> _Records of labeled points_
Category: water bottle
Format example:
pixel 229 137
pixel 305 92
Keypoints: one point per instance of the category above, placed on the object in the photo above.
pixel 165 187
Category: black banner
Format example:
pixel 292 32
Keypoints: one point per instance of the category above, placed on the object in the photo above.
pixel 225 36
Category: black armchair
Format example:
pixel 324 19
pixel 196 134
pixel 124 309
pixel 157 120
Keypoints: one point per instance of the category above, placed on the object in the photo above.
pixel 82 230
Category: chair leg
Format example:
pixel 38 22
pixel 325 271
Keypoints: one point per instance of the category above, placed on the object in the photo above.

==

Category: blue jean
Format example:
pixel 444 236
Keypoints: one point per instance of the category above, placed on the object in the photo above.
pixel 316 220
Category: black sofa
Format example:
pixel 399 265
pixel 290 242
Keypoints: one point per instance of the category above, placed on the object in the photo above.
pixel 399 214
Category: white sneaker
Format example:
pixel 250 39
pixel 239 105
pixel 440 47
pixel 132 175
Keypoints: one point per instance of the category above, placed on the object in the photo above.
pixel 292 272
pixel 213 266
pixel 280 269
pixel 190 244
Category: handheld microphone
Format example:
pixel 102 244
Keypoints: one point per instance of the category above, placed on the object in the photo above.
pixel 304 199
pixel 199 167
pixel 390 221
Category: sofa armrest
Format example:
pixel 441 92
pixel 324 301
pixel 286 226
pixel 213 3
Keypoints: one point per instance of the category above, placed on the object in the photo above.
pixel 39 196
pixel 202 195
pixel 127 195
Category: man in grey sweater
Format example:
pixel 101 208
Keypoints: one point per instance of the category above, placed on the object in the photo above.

> _Written task_
Give the lines of the data above as a numbered list, from the line holding "Category: water bottle" through the line holding "pixel 225 36", both included, leaving out any blank lines.

> _Output of the exercise_
1. Category: water bottle
2. Format example:
3. pixel 229 137
4. pixel 305 92
5. Keypoints: one point per instance of the category above, placed on the object in the photo above.
6. pixel 165 187
7. Category: black banner
8. Format example:
9. pixel 292 32
10. Keypoints: one point per instance of the category above, placed on the object in the photo above.
11. pixel 225 36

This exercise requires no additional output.